DIRECTIONS:
The line bearing "Please place a point on the mirror", together with all lines after it to the end of the material, should be repeated exactly; leave out everything else.

RECORDS FOR THIS EXERCISE:
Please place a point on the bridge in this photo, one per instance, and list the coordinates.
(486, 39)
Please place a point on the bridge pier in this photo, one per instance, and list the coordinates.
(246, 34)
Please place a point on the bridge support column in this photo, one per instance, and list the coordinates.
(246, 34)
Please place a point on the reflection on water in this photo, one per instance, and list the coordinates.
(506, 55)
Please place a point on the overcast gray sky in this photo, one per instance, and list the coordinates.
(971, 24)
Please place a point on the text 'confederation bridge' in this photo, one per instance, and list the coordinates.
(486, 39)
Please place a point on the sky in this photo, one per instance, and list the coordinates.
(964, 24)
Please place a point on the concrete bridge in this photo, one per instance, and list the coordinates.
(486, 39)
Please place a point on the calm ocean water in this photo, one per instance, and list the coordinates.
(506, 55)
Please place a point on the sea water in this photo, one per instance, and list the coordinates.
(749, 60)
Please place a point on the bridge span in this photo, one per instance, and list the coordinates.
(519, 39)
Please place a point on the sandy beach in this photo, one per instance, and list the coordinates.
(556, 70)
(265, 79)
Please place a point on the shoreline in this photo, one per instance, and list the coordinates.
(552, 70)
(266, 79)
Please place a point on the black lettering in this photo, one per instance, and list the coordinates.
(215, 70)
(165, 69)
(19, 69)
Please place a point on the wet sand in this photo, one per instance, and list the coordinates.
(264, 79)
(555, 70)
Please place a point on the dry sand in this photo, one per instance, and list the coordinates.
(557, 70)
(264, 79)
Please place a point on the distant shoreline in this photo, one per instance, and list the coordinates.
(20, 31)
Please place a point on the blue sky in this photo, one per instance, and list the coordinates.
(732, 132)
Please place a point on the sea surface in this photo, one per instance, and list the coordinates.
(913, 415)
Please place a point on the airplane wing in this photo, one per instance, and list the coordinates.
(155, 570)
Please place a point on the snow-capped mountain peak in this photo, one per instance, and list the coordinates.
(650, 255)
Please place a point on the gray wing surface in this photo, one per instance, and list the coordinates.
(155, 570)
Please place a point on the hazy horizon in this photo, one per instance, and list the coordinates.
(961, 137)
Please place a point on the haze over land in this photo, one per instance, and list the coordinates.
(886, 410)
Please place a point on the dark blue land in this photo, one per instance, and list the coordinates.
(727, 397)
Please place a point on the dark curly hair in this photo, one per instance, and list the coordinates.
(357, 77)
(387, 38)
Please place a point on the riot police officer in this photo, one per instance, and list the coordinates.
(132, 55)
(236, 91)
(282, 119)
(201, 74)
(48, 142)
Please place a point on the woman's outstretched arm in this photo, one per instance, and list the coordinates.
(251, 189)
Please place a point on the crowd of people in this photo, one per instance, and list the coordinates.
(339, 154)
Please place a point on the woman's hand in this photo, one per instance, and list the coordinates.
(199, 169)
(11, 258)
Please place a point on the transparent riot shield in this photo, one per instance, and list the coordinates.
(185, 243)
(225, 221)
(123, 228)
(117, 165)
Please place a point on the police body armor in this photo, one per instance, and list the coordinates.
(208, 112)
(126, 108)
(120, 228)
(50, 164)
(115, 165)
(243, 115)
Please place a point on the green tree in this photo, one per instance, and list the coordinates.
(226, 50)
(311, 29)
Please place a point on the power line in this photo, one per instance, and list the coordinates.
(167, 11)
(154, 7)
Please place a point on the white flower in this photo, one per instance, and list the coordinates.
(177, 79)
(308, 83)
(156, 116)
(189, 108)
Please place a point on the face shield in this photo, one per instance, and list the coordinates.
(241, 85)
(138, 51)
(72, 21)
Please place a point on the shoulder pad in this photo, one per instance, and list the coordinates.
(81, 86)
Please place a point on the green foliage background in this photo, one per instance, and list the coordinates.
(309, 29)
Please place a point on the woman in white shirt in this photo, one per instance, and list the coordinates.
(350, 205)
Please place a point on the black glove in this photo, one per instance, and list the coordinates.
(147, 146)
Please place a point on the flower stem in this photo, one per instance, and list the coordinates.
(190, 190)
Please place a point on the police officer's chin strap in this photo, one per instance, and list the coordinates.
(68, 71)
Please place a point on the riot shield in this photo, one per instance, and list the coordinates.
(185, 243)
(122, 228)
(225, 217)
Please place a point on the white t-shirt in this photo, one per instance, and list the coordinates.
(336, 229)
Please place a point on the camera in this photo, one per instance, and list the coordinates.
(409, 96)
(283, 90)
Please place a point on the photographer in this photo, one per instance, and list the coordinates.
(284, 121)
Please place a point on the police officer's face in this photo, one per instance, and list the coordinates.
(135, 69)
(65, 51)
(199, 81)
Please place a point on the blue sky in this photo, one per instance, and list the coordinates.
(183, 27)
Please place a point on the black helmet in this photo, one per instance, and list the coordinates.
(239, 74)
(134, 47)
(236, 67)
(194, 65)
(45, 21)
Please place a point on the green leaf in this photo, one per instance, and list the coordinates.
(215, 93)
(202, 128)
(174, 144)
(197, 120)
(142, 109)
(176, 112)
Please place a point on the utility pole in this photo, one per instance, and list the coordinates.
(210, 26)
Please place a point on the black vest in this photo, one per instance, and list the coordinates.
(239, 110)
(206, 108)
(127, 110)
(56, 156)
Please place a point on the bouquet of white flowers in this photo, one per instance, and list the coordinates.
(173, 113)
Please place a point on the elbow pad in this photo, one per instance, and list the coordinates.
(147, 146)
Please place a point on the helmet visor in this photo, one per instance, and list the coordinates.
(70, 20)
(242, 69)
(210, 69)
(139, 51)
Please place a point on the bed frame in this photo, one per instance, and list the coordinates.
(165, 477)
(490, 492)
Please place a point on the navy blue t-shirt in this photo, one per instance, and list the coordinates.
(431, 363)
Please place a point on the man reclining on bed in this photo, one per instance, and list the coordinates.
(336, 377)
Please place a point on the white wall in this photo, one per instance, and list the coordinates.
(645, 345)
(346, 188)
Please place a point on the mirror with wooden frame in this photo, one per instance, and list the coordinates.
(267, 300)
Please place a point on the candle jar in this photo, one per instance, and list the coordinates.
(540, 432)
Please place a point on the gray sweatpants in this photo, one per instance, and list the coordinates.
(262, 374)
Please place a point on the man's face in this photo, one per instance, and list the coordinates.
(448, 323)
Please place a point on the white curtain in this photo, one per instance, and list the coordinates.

YOUR RESPONSE:
Please place a point on the mirror with wooden frame in this photo, one per instance, and list the coordinates.
(267, 300)
Please place a point on the candle jar in this photo, one per instance, and list the coordinates.
(540, 432)
Please place a point on the gray sweatpants in this photo, one per instance, and list the coordinates.
(262, 374)
Please place a point on the man's face in this photo, one per instance, and list the coordinates.
(448, 323)
Please place a point on the white curtain in this photo, one per instance, and list the coordinates.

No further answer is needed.